Source excerpt:
===============
Search code examples
javacsvpos-tagger

How to ignore an ASCII Character before parsing?


import java.io.*;
import java.util.ArrayList;
import java.util.List;
import edu.stanford.nlp.tagger.maxent.MaxentTagger;

public class TagText {
    public static void main(String[] args) throws IOException, ClassNotFoundException {
        // Initializing the tagger
        MaxentTagger tagger = new MaxentTagger("taggers/english-left3words-distsim.tagger");
        List<String> lines = new ArrayList<>();
        lines = new ReadCSV().readColumn("Tt2.csv", 4);
        for (String line : lines) {
            String tagged = tagger.tagString(line);
            System.out.println(tagged);
        }
    }
}

I'm trying to parse a CSV file and i have a character (BIN 10010111, —) value which i wanted to the text parser to ignore this character. How would i do that ?
===============
Data shown:

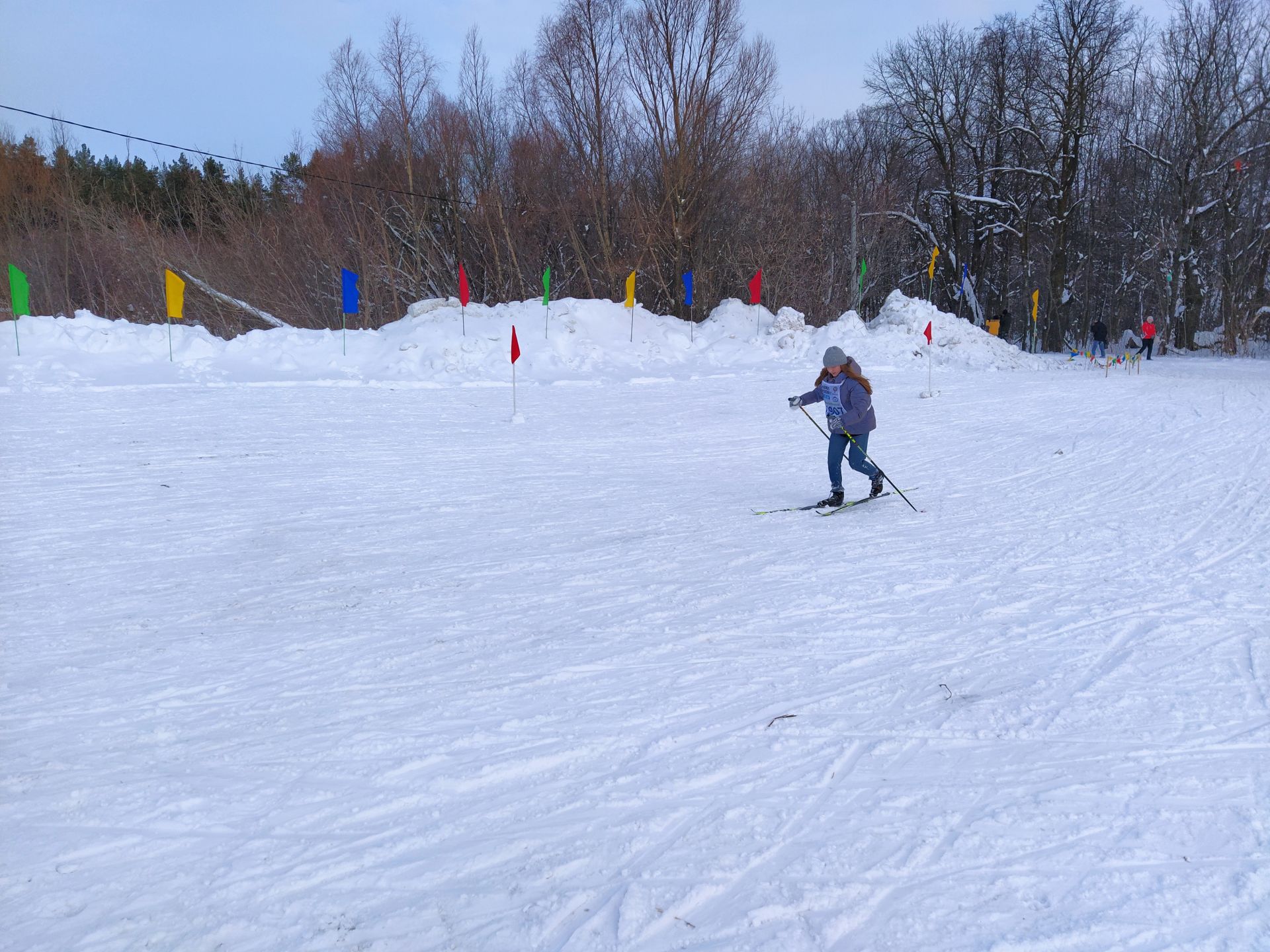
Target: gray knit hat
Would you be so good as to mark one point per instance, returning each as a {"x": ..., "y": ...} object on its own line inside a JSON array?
===============
Your tasks:
A. Copy the passage from "public class TagText" to "i do that ?" from the question on ignoring an ASCII character before parsing.
B. Answer the following from the question on ignoring an ASCII character before parsing:
(i) What tagger file path does the code pass when creating the tagger?
(ii) What file name and column number are passed to readColumn?
(iii) What binary value is given for the character to be ignored?

Answers in order:
A.
public class TagText {
    public static void main(String[] args) throws IOException, ClassNotFoundException {
        // Initializing the tagger
        MaxentTagger tagger = new MaxentTagger("taggers/english-left3words-distsim.tagger");
        List<String> lines = new ArrayList<>();
        lines = new ReadCSV().readColumn("Tt2.csv", 4);
        for (String line : lines) {
            String tagged = tagger.tagString(line);
            System.out.println(tagged);
        }
    }
}

I'm trying to parse a CSV file and i have a character (BIN 10010111, —) value which i wanted to the text parser to ignore this character. How would i do that ?

B.
(i) taggers/english-left3words-distsim.tagger
(ii) Tt2.csv and 4
(iii) 10010111